**Recorded information**:

--- START ---

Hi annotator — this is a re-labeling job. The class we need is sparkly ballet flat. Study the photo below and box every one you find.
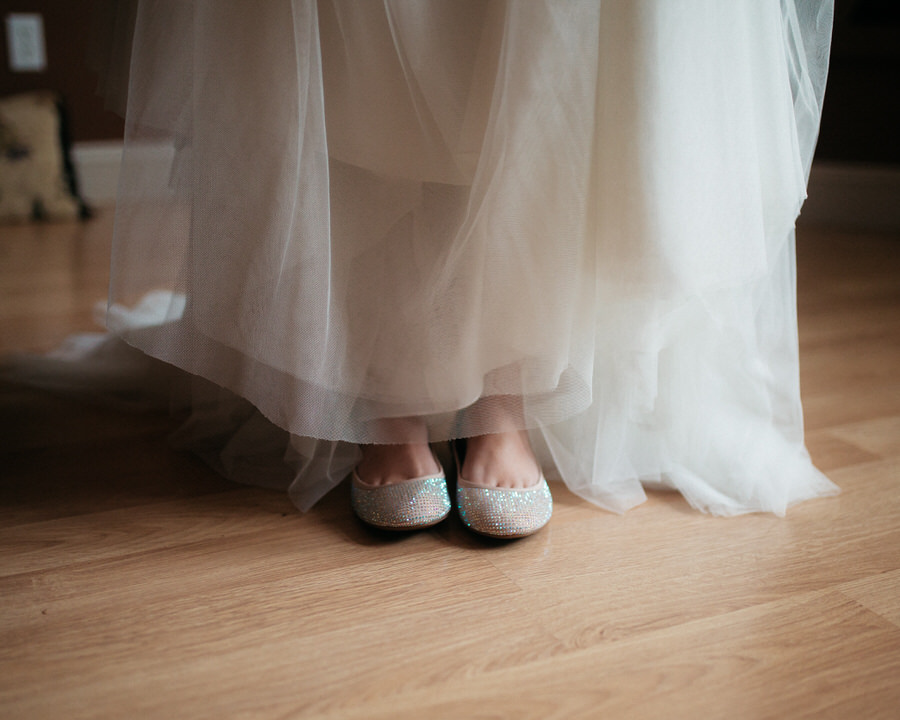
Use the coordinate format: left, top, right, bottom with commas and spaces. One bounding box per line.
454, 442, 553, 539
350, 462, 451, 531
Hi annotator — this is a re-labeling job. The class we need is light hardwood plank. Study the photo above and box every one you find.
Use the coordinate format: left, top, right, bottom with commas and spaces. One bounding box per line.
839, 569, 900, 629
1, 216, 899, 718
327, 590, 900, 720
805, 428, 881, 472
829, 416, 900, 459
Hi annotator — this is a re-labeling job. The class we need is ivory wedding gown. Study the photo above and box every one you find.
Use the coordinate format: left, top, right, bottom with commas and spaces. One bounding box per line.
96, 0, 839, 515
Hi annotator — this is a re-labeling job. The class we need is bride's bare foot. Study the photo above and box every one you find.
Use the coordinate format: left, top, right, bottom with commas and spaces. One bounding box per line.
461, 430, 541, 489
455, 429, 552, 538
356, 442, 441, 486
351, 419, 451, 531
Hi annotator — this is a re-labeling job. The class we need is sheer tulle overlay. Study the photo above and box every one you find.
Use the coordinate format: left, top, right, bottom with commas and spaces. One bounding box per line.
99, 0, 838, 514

--- END ---
--- START ---

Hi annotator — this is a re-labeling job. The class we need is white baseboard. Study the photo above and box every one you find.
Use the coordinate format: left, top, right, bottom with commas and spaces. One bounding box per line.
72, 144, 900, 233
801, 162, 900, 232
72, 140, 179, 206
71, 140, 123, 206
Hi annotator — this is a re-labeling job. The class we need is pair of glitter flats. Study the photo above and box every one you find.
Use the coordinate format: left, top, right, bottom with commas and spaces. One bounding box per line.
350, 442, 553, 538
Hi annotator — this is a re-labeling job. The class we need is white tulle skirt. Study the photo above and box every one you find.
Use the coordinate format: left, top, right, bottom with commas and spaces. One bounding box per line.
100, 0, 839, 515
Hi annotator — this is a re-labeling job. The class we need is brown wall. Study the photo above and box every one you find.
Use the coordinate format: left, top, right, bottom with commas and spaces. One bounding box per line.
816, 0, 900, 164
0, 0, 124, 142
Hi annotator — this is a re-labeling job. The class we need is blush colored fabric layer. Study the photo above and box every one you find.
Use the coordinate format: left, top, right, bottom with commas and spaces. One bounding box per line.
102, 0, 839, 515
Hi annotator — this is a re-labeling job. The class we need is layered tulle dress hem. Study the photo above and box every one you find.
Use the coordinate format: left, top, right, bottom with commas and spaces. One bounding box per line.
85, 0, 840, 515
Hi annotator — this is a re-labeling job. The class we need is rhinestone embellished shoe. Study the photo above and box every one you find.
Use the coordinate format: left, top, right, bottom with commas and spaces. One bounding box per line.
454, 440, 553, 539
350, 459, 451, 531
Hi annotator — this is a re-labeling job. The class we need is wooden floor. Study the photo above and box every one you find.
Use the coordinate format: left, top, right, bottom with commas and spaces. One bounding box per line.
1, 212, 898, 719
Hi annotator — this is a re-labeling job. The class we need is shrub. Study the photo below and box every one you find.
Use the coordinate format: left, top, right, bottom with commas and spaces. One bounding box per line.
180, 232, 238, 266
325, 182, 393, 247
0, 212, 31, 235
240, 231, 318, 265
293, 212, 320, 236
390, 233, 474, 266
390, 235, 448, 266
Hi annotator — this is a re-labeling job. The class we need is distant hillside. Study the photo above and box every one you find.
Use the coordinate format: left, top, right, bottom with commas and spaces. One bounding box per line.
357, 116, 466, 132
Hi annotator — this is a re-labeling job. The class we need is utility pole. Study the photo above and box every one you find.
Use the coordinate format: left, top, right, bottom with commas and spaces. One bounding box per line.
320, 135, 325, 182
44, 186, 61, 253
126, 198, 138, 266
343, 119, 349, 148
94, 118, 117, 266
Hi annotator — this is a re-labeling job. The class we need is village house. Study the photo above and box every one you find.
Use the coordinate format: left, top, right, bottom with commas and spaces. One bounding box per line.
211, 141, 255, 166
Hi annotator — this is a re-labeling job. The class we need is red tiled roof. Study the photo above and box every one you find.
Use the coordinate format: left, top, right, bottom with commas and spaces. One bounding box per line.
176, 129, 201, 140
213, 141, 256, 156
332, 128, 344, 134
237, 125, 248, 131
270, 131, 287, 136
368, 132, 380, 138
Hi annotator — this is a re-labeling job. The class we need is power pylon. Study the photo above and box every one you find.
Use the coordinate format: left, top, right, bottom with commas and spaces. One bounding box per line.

--- END ---

**Required work**:
Could you write out, exactly as they stand, only the lines above that begin at the line with "need is utility" and stop after the line with "need is red"?

**Finished task**:
Hi annotator — this is a re-labeling job. The class we need is utility pole. Study the photo above and box every one you find.
Use the coordinate format: left, top, right, bottom with commas and spaces. One bounding box per line.
320, 135, 325, 182
44, 186, 61, 253
126, 198, 138, 266
343, 119, 349, 148
94, 118, 117, 266
Hi annotator — this is a re-labeling job. The class we need is village house. Study the photo above and box every one you find.
Use the coordinate format: left, top, right, bottom with commas and spaces. One bounding box per line.
211, 141, 255, 166
Hi annotator — this is a re-labeling job. The class we need is red tiled roof. Study the photo above and box every one you find.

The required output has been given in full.